— START —

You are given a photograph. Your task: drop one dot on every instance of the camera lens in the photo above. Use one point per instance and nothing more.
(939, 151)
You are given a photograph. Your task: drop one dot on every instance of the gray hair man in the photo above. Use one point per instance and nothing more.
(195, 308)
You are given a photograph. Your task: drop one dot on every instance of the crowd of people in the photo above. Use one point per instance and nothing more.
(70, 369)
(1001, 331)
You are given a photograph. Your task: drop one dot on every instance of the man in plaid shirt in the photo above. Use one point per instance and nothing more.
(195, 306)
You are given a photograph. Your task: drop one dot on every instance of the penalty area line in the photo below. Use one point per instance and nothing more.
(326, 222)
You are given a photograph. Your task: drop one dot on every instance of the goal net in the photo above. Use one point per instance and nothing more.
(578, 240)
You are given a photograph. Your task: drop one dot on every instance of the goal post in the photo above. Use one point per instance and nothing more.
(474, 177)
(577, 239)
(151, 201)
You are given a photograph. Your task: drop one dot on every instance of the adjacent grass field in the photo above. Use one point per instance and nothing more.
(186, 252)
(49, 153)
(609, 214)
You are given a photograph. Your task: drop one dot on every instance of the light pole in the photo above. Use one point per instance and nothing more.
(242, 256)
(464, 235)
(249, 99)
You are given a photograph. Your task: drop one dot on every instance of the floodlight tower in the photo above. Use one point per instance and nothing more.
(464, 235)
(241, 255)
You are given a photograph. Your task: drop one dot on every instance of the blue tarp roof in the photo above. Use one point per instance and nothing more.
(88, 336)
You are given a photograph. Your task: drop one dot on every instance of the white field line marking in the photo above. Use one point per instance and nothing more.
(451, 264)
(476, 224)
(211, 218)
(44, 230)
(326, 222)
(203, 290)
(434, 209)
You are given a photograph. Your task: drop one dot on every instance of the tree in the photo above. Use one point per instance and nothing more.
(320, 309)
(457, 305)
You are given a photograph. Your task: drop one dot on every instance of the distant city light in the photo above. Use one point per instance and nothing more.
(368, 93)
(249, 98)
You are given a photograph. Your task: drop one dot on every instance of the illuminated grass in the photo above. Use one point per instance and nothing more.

— END —

◆ Requirement
Above are some records. Print them all exactly.

◆ Written reply
You are given a photograph. Your task: drop one dot on every instance of the camera lens in the photo above. Use one point per instance and nothing more.
(939, 151)
You are given a photograph. Your task: drop one dot on every instance of the gray hair man in the photo above. Use one point per instance and nothing more.
(195, 308)
You are given a photograph. Your task: drop one dot on every instance of the crowd of people in the photo above. Use one point per instance and nothing more.
(70, 369)
(1001, 331)
You are given a photograph. Your task: drop one dot on every instance of the man in plaid shirt in the photo above. Use one point per instance and nothing more.
(195, 306)
You are given a photograph. Your task: drop one dot on every instance of the penalty area line in the photo below. Use one point per instance and nothing more.
(326, 222)
You are given a photograph. Your task: drop one dot on every instance of the goal net in the photo above. Use one point per instance and nothing more.
(578, 240)
You are given a photograph. Your task: drop one dot on every instance of the goal post in the photo above. Use one point per instance and nothing more.
(474, 177)
(577, 239)
(151, 201)
You are given a photograph. Your task: drop one dot on every instance of the adjacent grass field in the photo above. Use one point per instance and nothing more.
(186, 252)
(49, 153)
(609, 214)
You are given a photograph. Your task: drop one dot on every instance of the light pole in the photo above. Use one point per instance and nothing more.
(242, 256)
(464, 235)
(249, 99)
You are given a photograph. Your task: drop one dot on every instance of the floodlight tower in the photo above. Use one point per instance and nothing more.
(464, 235)
(241, 255)
You are given a photograph. Your task: drop one dot on every instance of the blue tarp roof in the photo above. Use one point per instance and nothing more.
(88, 336)
You are given a photograph. Your task: drop one dot on every instance of the white field line marking in the photo above. Use one point per instance and nothing more.
(451, 264)
(476, 224)
(211, 218)
(44, 230)
(326, 222)
(203, 290)
(434, 209)
You are given a photograph. Your task: drop one dot on every instance of the tree in the photo above. Use one point per instance and nothing more.
(320, 309)
(457, 305)
You are given a photograph. Your task: drop one dot on every instance of the distant city light in the photo above. Use one point per instance and nothing more.
(368, 93)
(249, 98)
You are given a photograph. Your task: drop one dot on every instance of the illuminated grass in the photo above. Use one point per instance and nothing more.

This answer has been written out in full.